• _Supplied text_
╔══
# Stuck In A Rut?



## Sprung (Jan 6, 2014)

Lately, when it comes to working on stuff in the shop, I seem to be in a bit or a rut or funk. I've got a few things I want to work on next, but don't know what I want to start with. I've got some in progress stuff that I'm having a hard time finding the motivation to work on and finish. I seem to be making more mistakes or overlooking more things than usual. (Don't worry about that affecting safety in my shop - I always use safe shop practices when working and if I start not thinking of safety, I always call it quits for the day.)

I've been extra stir crazy the last few days being at home more than usual because of the cold weather we're experiencing. Despite the fact that there have been other things I could or should have been doing around the house, Katy's sent me down to my shop a few times because she's seen me going stir crazy from being home so much. So, I've had extra shop time the last few days, but I really haven't accomplished much in that time, certainly nowhere near what I would have hoped to accomplish.

So, I'm kinda stuck in a shop rut/funk. Looking to try and get out of it so I can actually get stuff done and hopefully also get back to getting better about planning out my projects/steps. What do you guys do when you're stuck in a rut/funk when it comes to working in the shop?


----------



## NYWoodturner (Jan 6, 2014)
╚══
• _What to do_
Extract from the shop-rut thread the passage that begins with the words containing "I've been extra" and ends with "NYWoodturner (Jan 6, 2014)", copying it word for word.

• _Supplied information_
╔══
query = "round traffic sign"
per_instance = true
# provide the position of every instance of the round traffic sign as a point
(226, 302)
╚══
• _Result_
I've been extra stir crazy the last few days being at home more than usual because of the cold weather we're experiencing. Despite the fact that there have been other things I could or should have been doing around the house, Katy's sent me down to my shop a few times because she's seen me going stir crazy from being home so much. So, I've had extra shop time the last few days, but I really haven't accomplished much in that time, certainly nowhere near what I would have hoped to accomplish.

So, I'm kinda stuck in a shop rut/funk. Looking to try and get out of it so I can actually get stuff done and hopefully also get back to getting better about planning out my projects/steps. What do you guys do when you're stuck in a rut/funk when it comes to working in the shop?


----------



## NYWoodturner (Jan 6, 2014)